**ANGEZEIGTER TEXT:**
-----

Entscheidungsstichwort (Thema)
(Lohnsteuerhaftung für Vergütungen an ehemalige LPG-Mitglieder durch Nachfolge-GmbH)
Leitsatz (amtlich)
Wurde im 2. Halbjahr 1990 auf dem Betätigungsgebiet einer Gemeinschaftseinrichtung von LPG die Vorgesellschaft einer später eingetragenen GmbH tätig, so unterlagen von ihr gezahlte Löhne an ehemalige Delegierte der LPG auch dann dem Lohnsteuerabzug, wenn vergleichbare Tätigkeitsvergütungen der Gemeinschaftseinrichtung nach dem Recht der ehemaligen DDR steuerbefreit gewesen wären.
Orientierungssatz
Parallelentscheidung: BFH, 12.5.1995, VI R 96/94, NV.

-----

**ZU BEARBEITENDE AUFGABEN:**
1. In welchem Zeitraum wurde die Vorgesellschaft der später eingetragenen GmbH laut der Entscheidung zur Lohnsteuerhaftung tätig?
2. Führe sämtliche Abschnittsüberschriften auf, die die Entscheidung zur Lohnsteuerhaftung enthält.

-----

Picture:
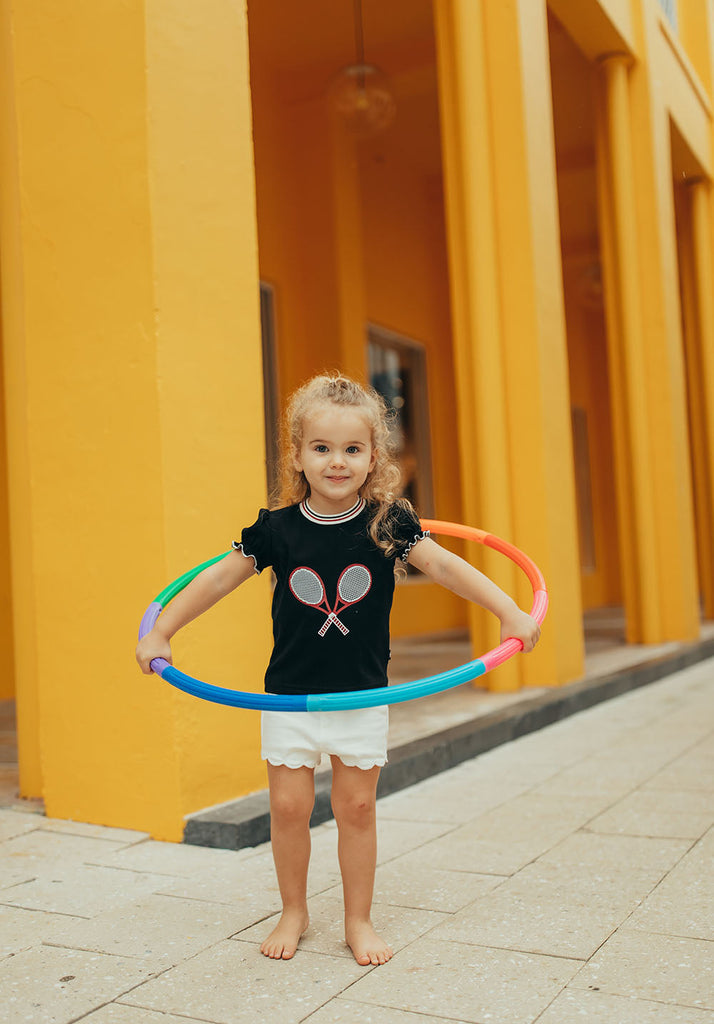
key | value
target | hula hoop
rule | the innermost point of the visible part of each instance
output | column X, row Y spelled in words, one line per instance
column 354, row 698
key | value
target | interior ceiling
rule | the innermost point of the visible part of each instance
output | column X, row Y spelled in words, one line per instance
column 297, row 37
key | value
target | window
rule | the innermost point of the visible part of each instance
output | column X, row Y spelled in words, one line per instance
column 397, row 371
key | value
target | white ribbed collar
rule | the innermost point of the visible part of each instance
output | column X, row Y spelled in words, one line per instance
column 332, row 520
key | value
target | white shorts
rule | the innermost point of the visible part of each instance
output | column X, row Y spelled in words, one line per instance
column 298, row 738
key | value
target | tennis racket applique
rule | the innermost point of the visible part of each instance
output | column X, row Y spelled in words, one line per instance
column 353, row 584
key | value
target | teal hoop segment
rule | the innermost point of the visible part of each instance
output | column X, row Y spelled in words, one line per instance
column 353, row 698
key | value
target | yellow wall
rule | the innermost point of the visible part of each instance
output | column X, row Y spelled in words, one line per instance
column 6, row 638
column 131, row 339
column 135, row 380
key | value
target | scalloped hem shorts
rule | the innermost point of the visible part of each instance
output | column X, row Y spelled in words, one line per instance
column 298, row 738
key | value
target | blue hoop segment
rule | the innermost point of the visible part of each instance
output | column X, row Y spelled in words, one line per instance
column 353, row 698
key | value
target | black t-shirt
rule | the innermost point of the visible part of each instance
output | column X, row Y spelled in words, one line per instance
column 333, row 595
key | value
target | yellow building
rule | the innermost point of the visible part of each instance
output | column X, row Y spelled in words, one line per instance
column 202, row 205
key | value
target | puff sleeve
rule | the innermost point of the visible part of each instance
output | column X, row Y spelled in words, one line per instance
column 256, row 541
column 405, row 528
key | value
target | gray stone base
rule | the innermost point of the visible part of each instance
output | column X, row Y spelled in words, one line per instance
column 246, row 822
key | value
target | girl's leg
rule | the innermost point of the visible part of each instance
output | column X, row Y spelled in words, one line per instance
column 353, row 803
column 292, row 797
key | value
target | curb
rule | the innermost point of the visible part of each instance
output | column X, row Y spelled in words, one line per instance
column 246, row 822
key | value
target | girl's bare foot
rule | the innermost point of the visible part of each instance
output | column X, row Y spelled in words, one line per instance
column 367, row 946
column 283, row 940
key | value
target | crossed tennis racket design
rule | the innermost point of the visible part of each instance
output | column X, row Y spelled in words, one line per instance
column 353, row 584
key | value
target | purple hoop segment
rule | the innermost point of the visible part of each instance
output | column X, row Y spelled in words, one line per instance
column 355, row 698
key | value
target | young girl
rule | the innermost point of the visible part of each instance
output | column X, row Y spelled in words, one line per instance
column 339, row 512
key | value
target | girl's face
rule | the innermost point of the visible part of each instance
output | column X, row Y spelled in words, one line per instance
column 336, row 456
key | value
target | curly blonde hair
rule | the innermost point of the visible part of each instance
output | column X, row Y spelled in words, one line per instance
column 382, row 486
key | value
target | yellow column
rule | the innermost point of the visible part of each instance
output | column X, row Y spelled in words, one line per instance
column 348, row 252
column 477, row 336
column 702, row 385
column 132, row 375
column 627, row 356
column 507, row 308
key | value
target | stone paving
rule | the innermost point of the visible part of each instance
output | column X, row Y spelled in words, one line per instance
column 567, row 876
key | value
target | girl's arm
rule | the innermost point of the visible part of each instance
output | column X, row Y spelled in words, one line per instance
column 203, row 592
column 456, row 574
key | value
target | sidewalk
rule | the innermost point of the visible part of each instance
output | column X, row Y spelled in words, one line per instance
column 565, row 876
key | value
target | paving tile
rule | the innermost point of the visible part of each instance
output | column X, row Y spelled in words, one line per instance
column 117, row 1013
column 25, row 929
column 662, row 968
column 410, row 882
column 466, row 983
column 14, row 875
column 443, row 799
column 682, row 902
column 83, row 890
column 601, row 878
column 618, row 854
column 252, row 880
column 596, row 776
column 234, row 983
column 541, row 919
column 598, row 1008
column 162, row 930
column 169, row 858
column 695, row 770
column 651, row 812
column 341, row 1011
column 399, row 926
column 126, row 837
column 504, row 840
column 39, row 848
column 59, row 985
column 17, row 822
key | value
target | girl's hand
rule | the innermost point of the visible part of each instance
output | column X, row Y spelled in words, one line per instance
column 521, row 627
column 153, row 645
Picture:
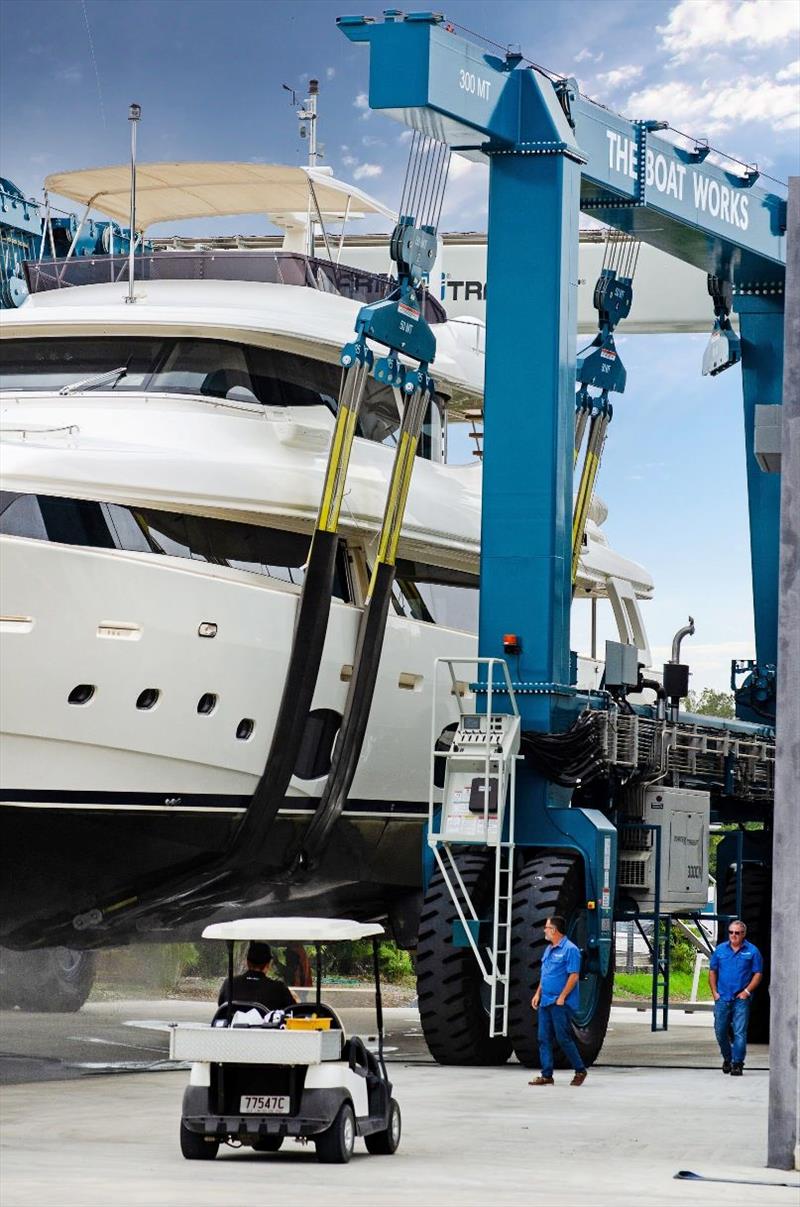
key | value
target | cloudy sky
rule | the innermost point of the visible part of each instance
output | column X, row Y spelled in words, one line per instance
column 209, row 76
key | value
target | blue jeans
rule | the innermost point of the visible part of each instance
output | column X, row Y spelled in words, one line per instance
column 555, row 1025
column 731, row 1018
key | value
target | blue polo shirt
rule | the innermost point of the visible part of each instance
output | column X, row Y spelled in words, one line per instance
column 735, row 968
column 556, row 964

-----

**LÖSUNGEN DER AUFGABEN:**
1. Im 2. Halbjahr 1990.

2. Entscheidungsstichwort (Thema), Leitsatz (amtlich), Orientierungssatz